SHORT EXERCISE ->
Exactly reproduce each entry, leaving out nothing.
********
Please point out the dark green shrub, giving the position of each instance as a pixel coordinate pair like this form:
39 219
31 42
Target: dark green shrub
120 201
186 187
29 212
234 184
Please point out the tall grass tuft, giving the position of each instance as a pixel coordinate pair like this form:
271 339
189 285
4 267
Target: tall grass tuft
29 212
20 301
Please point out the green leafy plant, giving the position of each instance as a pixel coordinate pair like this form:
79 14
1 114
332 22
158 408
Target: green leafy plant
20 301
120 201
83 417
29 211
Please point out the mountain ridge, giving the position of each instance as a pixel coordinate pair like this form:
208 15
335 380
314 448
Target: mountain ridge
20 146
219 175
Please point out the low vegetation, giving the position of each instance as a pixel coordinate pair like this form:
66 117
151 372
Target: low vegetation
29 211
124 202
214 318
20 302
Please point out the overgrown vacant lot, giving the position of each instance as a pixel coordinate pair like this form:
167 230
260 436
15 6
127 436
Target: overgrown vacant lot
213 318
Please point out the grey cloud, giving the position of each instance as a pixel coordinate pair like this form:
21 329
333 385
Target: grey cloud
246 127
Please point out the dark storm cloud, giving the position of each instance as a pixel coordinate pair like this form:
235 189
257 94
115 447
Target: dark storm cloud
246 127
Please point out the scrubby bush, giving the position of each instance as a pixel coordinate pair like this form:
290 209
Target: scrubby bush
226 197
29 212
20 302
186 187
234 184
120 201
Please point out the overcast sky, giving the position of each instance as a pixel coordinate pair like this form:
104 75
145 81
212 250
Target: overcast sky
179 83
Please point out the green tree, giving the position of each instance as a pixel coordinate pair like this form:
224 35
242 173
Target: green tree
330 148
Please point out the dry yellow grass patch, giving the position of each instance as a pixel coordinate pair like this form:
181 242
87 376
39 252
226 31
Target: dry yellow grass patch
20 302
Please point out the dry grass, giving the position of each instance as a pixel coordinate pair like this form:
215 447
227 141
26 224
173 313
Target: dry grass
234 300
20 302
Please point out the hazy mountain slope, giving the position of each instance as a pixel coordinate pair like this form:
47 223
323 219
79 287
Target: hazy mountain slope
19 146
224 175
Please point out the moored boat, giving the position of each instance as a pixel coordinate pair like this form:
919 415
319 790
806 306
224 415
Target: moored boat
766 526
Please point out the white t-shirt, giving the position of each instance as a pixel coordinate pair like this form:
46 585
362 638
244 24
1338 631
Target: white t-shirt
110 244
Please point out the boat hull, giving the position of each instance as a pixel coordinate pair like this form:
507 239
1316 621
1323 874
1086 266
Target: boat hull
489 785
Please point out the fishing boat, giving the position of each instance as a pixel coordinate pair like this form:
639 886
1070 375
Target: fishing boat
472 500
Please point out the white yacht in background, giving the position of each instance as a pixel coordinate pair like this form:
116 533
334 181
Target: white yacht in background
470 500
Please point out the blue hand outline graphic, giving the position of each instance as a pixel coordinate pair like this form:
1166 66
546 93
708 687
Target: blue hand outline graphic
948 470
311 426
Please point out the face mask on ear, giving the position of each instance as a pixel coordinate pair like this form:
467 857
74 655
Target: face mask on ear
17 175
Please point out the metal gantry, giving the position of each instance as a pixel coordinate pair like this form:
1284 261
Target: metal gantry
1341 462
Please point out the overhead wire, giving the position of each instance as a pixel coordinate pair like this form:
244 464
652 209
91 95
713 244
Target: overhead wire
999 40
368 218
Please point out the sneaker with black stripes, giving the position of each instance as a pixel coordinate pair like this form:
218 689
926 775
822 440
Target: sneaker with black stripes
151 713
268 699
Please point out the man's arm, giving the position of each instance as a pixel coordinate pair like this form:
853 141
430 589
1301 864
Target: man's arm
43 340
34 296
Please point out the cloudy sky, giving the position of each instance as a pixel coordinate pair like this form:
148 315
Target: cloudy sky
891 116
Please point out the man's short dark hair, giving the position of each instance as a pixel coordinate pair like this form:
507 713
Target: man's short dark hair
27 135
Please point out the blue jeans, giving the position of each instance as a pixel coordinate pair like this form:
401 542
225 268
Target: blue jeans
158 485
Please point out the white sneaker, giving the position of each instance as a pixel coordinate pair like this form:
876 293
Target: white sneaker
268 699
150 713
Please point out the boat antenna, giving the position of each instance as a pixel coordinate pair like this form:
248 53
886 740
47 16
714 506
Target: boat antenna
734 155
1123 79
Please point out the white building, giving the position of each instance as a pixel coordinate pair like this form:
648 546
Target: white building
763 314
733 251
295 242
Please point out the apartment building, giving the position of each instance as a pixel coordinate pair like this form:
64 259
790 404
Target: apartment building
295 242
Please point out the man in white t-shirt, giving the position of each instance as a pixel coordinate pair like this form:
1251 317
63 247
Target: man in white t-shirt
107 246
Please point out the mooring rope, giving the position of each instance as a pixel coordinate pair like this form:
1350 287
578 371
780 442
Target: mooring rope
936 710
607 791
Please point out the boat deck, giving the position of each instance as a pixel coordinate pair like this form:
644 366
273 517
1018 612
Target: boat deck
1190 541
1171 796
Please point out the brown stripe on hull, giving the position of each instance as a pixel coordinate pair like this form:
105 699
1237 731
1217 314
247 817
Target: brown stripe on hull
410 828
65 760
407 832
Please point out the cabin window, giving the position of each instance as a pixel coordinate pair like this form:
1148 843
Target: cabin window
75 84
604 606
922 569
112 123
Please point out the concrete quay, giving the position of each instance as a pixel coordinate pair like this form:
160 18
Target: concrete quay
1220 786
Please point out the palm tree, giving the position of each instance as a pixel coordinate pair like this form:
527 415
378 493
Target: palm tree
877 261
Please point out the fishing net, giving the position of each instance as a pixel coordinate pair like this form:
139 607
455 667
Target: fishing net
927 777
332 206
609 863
********
EXERCISE ANSWER ->
Please point out the dark green shrub, giving the position of each instance as a pixel coordinate pair like this form:
39 219
31 42
Target: dark green shrub
120 201
186 187
29 212
234 184
Please point out the tall grass tuft, giving the position of each instance as a pixel coordinate pair like this form:
271 339
189 285
4 267
Target: tall grass tuft
29 212
20 301
Please point out the green leafy plant, giving the position of each instance as a pixel coordinate pair like this form:
79 14
1 114
332 22
158 408
Target: green leafy plant
20 301
120 201
83 417
29 211
Please point out the mountain ridge, giving the position of each instance as a pixel coordinate pair like this form:
208 15
335 380
314 448
Target: mountain ridge
20 146
219 175
Please point out the low vegetation, giving the position of each instance as a pixel coordinate pair like this form:
66 117
151 372
Target: low vegetation
29 211
124 202
214 318
20 302
Please point out the overgrown vacant lot, giving the position of each instance as a pixel coordinate pair like this form:
167 230
260 436
15 6
127 436
Target: overgrown vacant lot
213 318
Please point out the grey cloud, giving the position of each instance as a pixel coordinate pair like this form:
21 329
333 385
Target: grey cloud
246 127
Please point out the dark storm cloud, giving the position of each instance as a pixel coordinate pair like this form:
235 189
257 94
115 447
Target: dark storm cloud
246 127
Please point out the scrubby bush, giving the position of each instance as a pixel coordinate pair like this form:
290 209
Target: scrubby bush
226 197
29 212
20 302
186 187
234 184
120 201
Please point out the overcast sky, giving the position of each instance as a pixel coordinate pair like this form:
104 75
145 81
212 250
Target: overcast sky
179 83
Please point out the green tree, giving the position of each instance as a pixel coordinate pair like this form:
224 35
242 173
Target: green tree
330 148
Please point out the dry yellow grass patch, giving the position of each instance as a pixel coordinate pair like this form:
181 242
87 376
39 252
226 31
Target: dry yellow grass patch
20 302
Please point out the dry grass, giving the position of each instance as a pixel coordinate pair like this form:
215 447
227 141
26 224
173 313
Target: dry grass
234 300
20 302
Please point out the hazy mountain slope, giving the position of each instance as a pixel coordinate pair like this form:
47 223
323 219
79 287
Target: hazy mountain slope
19 146
224 175
Please point out the moored boat, giving the position of each instance as a pixel coordinate pair like this form:
919 415
319 790
806 306
224 415
Target: moored boat
766 526
Please point out the white t-shirt, giving the position of each instance as a pixel coordinate pair like this form:
46 585
362 638
244 24
1338 631
Target: white t-shirt
110 244
Please point out the boat hull, giving the position of each instance as a pixel coordinate pair like this form:
507 239
1316 621
1323 874
1086 266
Target: boat hull
489 785
Please point out the fishing boat, giving the position of each instance as a pixel coordinate pair like this form:
639 886
1070 375
Target: fishing boat
472 500
Please point out the white yacht in background, giving the position of each instance as a pixel coordinate pair like this form:
116 533
334 181
Target: white yacht in background
470 500
Please point out the blue hand outline graphic, giving the position of each instance as a pixel coordinate pair like this form:
1166 66
546 93
708 687
Target: blue hand outline graphic
948 470
311 426
Please point out the face mask on ear, giving the position of each instance as a pixel coordinate pair like this form:
467 857
74 655
Target: face mask on ear
17 175
Please point out the metal gantry, giving the position of each instance as a pixel coordinate pair like this form:
1284 261
Target: metal gantry
1341 462
Please point out the overhead wire, giving the position of each instance as a pixel coordinate pair like this form:
244 464
652 209
91 95
713 244
Target: overhead wire
999 40
368 218
Please point out the sneaker with black stripes, giving the position of each instance as a pixel coordinate pair like this form:
218 689
926 775
822 440
Target: sneaker with black stripes
151 713
268 699
Please point out the man's arm, giving the position of each instance as a pixel coordinate pair like this form:
853 141
430 589
1301 864
Target: man's arm
43 340
34 296
Please point out the cloudy sky, giving the position of each instance as a pixel coordinate pair like this form:
148 315
Target: cloudy sky
891 116
Please point out the man's short dark hair, giving the position of each instance as a pixel coordinate pair like this form:
507 713
Target: man's short dark hair
27 135
Please point out the blue jeans, giving the position of each instance as a pixel coordinate pair like this form:
401 542
225 268
Target: blue jeans
158 485
Please point out the white sneaker, giving the position of each instance as a pixel coordinate pair like this form:
876 293
Target: white sneaker
268 699
150 713
Please point out the boat antenna, giving the position of each instance as a pixel coordinate pair like this form:
248 53
886 740
47 16
714 506
Target: boat antenna
734 155
1123 79
Please point out the white building, giving the position of each instance as a pixel coordinate pair like this form:
648 546
Target: white building
763 314
733 251
295 242
Please point out the apartment building, giving the position of each instance as a pixel coordinate pair like this form:
64 259
790 404
Target: apartment building
295 242
Please point out the man in white t-shirt, giving the position of each instance as a pixel coordinate pair like this form:
1251 317
63 247
Target: man in white t-shirt
107 246
Please point out the mooring rope, giving the position of each instance as a pixel coordinate pair like this form:
1350 287
578 371
780 442
Target: mooring rope
936 710
607 791
Please point out the boat deck, giving the position of each instance as a pixel coordinate pair like this form:
644 366
273 517
1018 612
Target: boat deck
1190 541
1171 796
Please point out the brown stripe on hull, giving the position of each instance as a pixel coordinate pair like this form:
105 699
1237 731
1217 314
247 817
Target: brown stripe on hull
410 828
65 760
407 832
Please point out the cabin window, giving the position of each instance as a pixel coordinate pair like this form:
1148 843
Target: cabin window
75 84
604 606
922 569
112 123
Please point out the concrete quay, giving the position of each instance as a pixel coordinate pair like this form:
160 18
Target: concrete quay
1220 786
Please point out the palm tree, giving the position of each instance as a pixel coordinate pair like this form:
527 415
378 493
Target: palm tree
877 261
Please point out the fishing net, giving the position of each instance as a pixel coordinate pair like this form:
139 607
455 667
Target: fishing net
927 777
332 206
609 863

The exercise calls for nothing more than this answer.